Edit the rows below by replacing every "a single point" with "one point", leaving everything else unchanged. Leave the pictures out of your answer.

::::

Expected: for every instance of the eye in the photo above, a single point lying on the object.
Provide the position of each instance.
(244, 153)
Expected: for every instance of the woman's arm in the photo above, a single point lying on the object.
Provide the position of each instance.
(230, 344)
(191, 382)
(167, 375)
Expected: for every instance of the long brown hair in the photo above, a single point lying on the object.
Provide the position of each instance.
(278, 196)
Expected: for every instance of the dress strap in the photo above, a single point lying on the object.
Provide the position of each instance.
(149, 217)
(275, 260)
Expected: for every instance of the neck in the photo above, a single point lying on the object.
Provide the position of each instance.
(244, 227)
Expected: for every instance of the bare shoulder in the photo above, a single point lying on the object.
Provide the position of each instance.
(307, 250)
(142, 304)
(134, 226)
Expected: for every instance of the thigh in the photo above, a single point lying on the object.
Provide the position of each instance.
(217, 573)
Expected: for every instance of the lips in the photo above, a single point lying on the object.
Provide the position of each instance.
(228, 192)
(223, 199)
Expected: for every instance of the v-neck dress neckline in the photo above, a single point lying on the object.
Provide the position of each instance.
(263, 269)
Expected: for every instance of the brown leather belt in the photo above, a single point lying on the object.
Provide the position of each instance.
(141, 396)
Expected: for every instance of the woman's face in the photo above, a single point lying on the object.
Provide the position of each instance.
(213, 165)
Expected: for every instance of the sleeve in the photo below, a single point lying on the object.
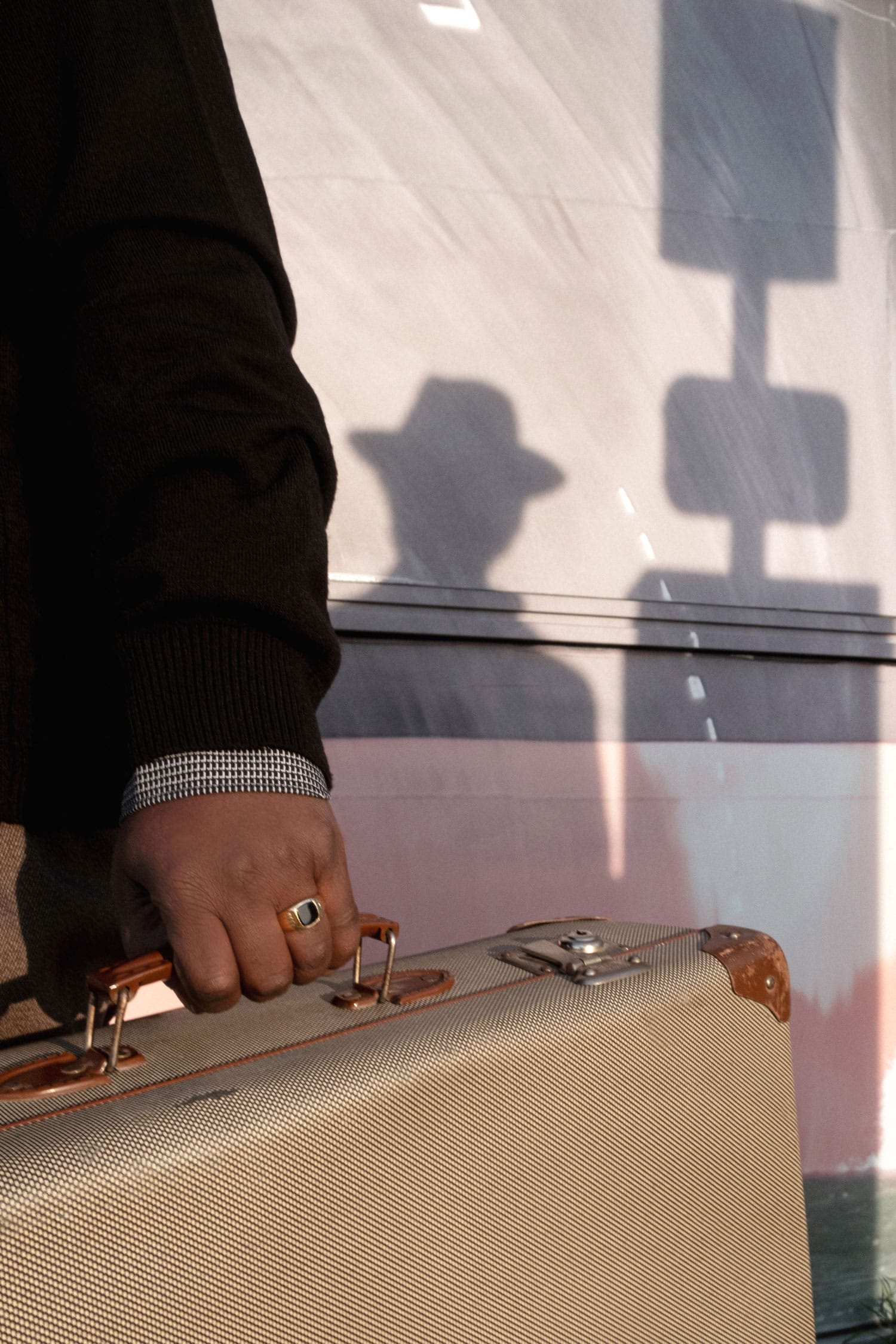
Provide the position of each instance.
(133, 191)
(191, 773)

::::

§ Full answer
Expected: for every instance of the eye in the photo above, one point lying on the object.
Provide the position of each instance.
(244, 153)
Expected: for every instance of the woman's arm in the photo above, one point lying on the object.
Provide the position of each instance.
(230, 344)
(191, 382)
(167, 375)
Expected: for every instance of the long brown hair in the photo above, one point lying on the object.
Provide the position of each instance.
(278, 196)
Expected: for every instance of the dress strap in the photo above, one point lying on the object.
Provide the position of each instance.
(149, 217)
(275, 260)
Expected: for every instance of the neck in the photo above, one point lying on the object.
Provide the position of each instance.
(244, 227)
Expected: for every instance of the bare shoulder in the photo above, one point lying on the object.
Provide the position of each instance.
(307, 250)
(142, 304)
(134, 226)
Expected: for every instance of the thigh in the photo above, one point lying on the object.
Provide the position of each instance.
(217, 573)
Expected: for every instance of the lips in the photo above, one point lying on the object.
Provide the position of each instance.
(228, 192)
(223, 199)
Expected: for every instance of the v-neck dress neckline in the photo above, one point lying on the object.
Provide the position of each instance.
(263, 269)
Expected: for every instance of the brown leather belt in the photo above, one point lying on the object.
Provide the position of each instance.
(141, 396)
Expected: for every instance of the woman's face in the photo above, one point lying on the object.
Provide the position of each instance.
(213, 165)
Expected: for every instance of the sleeve in the photo below, one point lying on the object.
Provide the position of each instance.
(133, 191)
(191, 773)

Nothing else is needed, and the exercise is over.